→ DIRECTIONS:
Every entry must be given again exactly. Include no pictures.

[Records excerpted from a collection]

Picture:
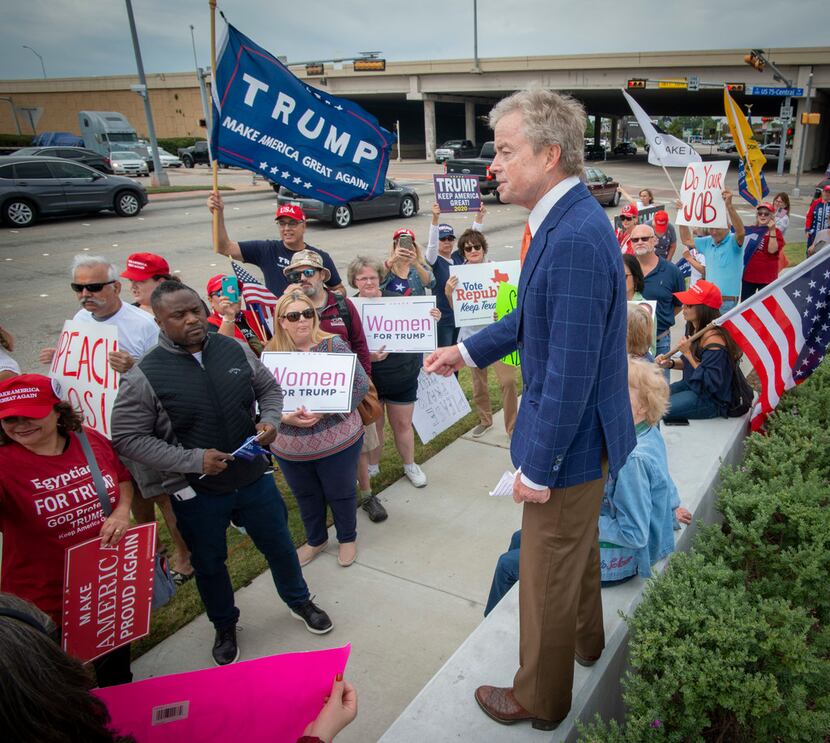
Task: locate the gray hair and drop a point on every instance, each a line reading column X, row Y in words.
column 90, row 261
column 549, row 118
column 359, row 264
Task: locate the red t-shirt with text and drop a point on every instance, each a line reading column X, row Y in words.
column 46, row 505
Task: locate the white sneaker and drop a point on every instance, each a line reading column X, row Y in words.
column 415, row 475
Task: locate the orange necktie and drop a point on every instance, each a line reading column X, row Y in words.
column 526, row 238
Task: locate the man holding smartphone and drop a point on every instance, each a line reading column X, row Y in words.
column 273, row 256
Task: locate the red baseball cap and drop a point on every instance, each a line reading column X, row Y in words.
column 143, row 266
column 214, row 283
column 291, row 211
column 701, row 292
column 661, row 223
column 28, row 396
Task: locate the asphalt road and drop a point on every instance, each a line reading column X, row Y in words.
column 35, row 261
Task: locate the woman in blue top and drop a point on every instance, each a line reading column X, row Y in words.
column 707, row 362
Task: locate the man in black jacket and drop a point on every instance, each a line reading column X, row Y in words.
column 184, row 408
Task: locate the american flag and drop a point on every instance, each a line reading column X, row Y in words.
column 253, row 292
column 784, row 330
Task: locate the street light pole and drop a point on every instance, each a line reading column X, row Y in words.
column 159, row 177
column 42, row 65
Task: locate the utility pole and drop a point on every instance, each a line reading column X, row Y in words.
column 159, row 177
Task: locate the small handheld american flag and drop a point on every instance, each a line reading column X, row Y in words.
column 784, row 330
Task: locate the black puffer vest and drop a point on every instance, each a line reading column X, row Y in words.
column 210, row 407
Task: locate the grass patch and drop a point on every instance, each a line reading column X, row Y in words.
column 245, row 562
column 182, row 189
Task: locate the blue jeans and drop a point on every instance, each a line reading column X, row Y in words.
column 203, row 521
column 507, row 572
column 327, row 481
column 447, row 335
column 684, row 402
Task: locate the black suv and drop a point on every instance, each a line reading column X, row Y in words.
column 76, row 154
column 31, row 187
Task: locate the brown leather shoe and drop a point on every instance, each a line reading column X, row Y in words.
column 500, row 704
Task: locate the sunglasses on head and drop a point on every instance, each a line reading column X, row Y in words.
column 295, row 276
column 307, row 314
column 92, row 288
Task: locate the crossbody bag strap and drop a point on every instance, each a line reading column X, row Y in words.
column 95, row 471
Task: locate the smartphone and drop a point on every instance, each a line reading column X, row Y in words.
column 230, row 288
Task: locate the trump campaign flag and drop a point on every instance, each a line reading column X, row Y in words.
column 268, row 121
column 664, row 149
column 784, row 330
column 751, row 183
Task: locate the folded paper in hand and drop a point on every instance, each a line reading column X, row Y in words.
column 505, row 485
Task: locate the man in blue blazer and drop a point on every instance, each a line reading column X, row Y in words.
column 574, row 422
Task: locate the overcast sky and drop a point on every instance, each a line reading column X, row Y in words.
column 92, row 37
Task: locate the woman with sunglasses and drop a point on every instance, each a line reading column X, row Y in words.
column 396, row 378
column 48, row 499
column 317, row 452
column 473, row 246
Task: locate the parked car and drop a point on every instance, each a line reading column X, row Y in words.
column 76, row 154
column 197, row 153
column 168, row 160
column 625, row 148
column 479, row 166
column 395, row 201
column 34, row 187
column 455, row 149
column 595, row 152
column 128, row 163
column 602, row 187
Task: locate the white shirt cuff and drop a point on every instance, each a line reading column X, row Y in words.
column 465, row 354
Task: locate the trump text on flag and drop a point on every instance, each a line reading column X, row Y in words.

→ OUTPUT OF THE TASK:
Picture:
Task: locate the gray hair and drop a point on every instance, each a line reading column X, row Y in words.
column 90, row 261
column 549, row 118
column 359, row 264
Task: locate the red t-shirt with text and drop a point on every instance, each a line reading column X, row Y in words.
column 46, row 505
Task: locate the white sneaker and drop a point on every instance, each a line reading column X, row Y in words.
column 415, row 475
Task: locate the orange necktie and drop a point on every instance, each a line reading column X, row Y in words.
column 526, row 238
Task: locate the man holding smartphone and drop a point on every instance, each a line reading column X, row Y in words.
column 273, row 256
Task: locate the red baseball cap and drop a point on every instance, each a line reading column X, row Y in words.
column 143, row 266
column 214, row 283
column 291, row 211
column 701, row 292
column 661, row 223
column 28, row 396
Task: locate the asphalt road and drop a point on every instance, each a line reading column X, row Y in words.
column 35, row 261
Task: locate the woman in blue top and drop a point on every instance, each a line reading column X, row Y in words.
column 707, row 362
Task: locate the man in black jacket and drop a point on every instance, each a line reading column X, row Y in words.
column 184, row 408
Task: locate the american flag and drop a point on every instance, each a line reading column X, row Y in words.
column 253, row 292
column 784, row 330
Task: locate the street light pole and drop a point on every instance, each a line reading column X, row Y in words.
column 159, row 177
column 42, row 65
Task: locate the utility pole and drop a point on every instance, each a line reading column X, row Y in words.
column 159, row 177
Task: locate the small handheld american flag and drop a point on every instance, each a line reading column X, row Y in words.
column 784, row 330
Task: locate the black puffer vest and drop a point on every instance, each a line reading column X, row Y in words.
column 210, row 407
Task: locate the grass patch and drop a point on every instance, each a line reading column X, row Y in words.
column 245, row 562
column 182, row 189
Task: locate the blue jeans and drop a point on every instance, each a line reading column X, row Y in words.
column 203, row 521
column 507, row 572
column 327, row 481
column 447, row 335
column 684, row 402
Task: locate the black suv and drop a point on every instance, each a line reading column X, row Y in words.
column 76, row 154
column 31, row 187
Task: locate the brown leather shoe and drop a point on every instance, each a line reading column X, row Y in words.
column 500, row 704
Task: locate the sunglasses on head and drop a point on every instance, each a line reading column X, row Y in words.
column 295, row 276
column 307, row 314
column 92, row 288
Task: locate the crossbody bag strap and drop a point on every instance, each a line reading column X, row Y in words.
column 95, row 471
Task: locate the smartphone and drop a point on every instance, each a line reading column X, row Y in words.
column 230, row 288
Task: locate the trump campaign flag and drop a point on every instance, each a line reading column X, row Y in words.
column 268, row 121
column 664, row 149
column 784, row 330
column 751, row 183
Task: locate the folded paper in hand and drop a point on every instance, each a line reading column X, row Y in words.
column 505, row 485
Task: locate the man in blue blazer and drop a point on every instance, each a line reading column X, row Y in words.
column 574, row 422
Task: locate the overcast sky and drop a point on every instance, each a line reading column X, row Y in words.
column 92, row 37
Task: locate the woman with sunglasses and drop a point on every instance, each a line reading column X, row Y in words.
column 396, row 378
column 48, row 499
column 317, row 452
column 473, row 246
Task: locate the parked car and drop a point on every instance, each a line reading column X, row Y in words.
column 76, row 154
column 197, row 153
column 168, row 160
column 625, row 148
column 479, row 166
column 395, row 201
column 34, row 187
column 455, row 149
column 595, row 152
column 128, row 163
column 602, row 187
Task: locate the white shirt cuff and drop a point on every instance, each a line reading column X, row Y in words.
column 465, row 354
Task: locate the trump text on flag and drop a point on every instance, each a line reading column X, row Y in words.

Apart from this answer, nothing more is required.